Brief:
Pick out every line of the material below that contains the word "detect", and copy each of those lines in full. Case counts.

Annotated coordinate records
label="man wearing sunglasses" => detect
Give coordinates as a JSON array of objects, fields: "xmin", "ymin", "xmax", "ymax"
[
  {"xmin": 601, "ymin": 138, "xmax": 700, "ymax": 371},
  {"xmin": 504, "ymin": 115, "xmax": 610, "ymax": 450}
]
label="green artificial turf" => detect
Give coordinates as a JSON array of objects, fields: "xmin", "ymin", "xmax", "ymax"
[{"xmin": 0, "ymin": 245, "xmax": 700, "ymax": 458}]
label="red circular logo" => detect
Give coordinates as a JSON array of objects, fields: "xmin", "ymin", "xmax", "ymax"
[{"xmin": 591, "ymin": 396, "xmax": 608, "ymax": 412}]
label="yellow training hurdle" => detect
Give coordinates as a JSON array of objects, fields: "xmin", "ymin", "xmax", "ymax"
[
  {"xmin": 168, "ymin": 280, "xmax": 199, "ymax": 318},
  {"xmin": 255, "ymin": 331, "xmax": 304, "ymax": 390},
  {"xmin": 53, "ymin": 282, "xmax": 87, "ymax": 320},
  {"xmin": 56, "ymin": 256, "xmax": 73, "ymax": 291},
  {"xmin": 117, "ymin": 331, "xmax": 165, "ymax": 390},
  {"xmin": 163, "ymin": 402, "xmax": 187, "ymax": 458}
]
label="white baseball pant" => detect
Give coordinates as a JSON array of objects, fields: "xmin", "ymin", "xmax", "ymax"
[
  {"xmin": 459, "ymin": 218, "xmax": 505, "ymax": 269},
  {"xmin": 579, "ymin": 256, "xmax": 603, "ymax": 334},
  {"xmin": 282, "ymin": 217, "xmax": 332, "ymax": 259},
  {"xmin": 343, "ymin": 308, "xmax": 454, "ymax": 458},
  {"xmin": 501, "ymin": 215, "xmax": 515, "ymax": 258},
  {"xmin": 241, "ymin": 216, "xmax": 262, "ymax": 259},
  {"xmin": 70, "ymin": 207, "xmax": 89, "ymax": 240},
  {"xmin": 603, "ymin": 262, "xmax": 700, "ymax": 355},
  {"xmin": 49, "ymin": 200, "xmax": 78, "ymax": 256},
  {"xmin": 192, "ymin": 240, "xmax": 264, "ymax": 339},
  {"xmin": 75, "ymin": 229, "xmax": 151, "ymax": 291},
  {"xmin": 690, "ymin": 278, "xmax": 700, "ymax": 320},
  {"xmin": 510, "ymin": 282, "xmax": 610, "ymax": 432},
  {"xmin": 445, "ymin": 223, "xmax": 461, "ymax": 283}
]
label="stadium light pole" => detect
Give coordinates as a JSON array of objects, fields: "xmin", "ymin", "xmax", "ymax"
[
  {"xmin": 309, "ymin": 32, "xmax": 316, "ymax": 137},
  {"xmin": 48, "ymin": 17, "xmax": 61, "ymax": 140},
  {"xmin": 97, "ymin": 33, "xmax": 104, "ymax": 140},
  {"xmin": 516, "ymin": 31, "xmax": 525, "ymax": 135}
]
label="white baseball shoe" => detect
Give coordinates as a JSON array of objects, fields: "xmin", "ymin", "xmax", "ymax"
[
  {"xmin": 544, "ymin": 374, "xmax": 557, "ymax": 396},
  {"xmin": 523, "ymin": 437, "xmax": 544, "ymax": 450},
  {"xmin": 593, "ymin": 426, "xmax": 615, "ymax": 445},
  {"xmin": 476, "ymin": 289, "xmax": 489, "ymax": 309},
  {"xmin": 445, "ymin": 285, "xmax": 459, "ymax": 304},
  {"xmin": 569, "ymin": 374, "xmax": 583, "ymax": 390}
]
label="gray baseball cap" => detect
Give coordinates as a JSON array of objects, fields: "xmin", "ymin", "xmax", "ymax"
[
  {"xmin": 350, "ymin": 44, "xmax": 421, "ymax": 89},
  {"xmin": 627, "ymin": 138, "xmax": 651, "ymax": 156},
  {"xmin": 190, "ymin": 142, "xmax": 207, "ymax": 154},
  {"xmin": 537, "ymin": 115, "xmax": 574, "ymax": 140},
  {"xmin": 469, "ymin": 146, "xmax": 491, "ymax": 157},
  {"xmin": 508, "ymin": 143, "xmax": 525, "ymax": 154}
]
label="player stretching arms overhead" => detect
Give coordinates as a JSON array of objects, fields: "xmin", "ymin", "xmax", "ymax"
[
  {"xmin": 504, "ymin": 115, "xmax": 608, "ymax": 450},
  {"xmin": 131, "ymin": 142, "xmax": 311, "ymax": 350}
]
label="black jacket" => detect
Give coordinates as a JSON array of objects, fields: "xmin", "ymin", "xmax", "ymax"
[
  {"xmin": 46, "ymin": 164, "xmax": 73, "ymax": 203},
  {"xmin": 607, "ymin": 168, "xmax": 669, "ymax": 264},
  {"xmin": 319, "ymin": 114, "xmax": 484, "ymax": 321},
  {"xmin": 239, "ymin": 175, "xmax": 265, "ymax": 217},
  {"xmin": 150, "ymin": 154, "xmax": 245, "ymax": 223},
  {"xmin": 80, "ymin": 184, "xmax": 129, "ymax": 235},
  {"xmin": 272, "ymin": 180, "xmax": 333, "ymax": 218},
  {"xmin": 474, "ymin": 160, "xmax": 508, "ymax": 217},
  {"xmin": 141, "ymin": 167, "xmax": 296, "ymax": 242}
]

Correct output:
label="man wearing sunglasses" => detect
label="green artificial turf" => detect
label="red circular logo" => detect
label="yellow training hurdle" => detect
label="white baseball pant" => detect
label="stadium light pole" => detect
label="white baseball shoe" => detect
label="gray baseball cap" => detect
label="player stretching arms overhead" => detect
label="black jacket" => detect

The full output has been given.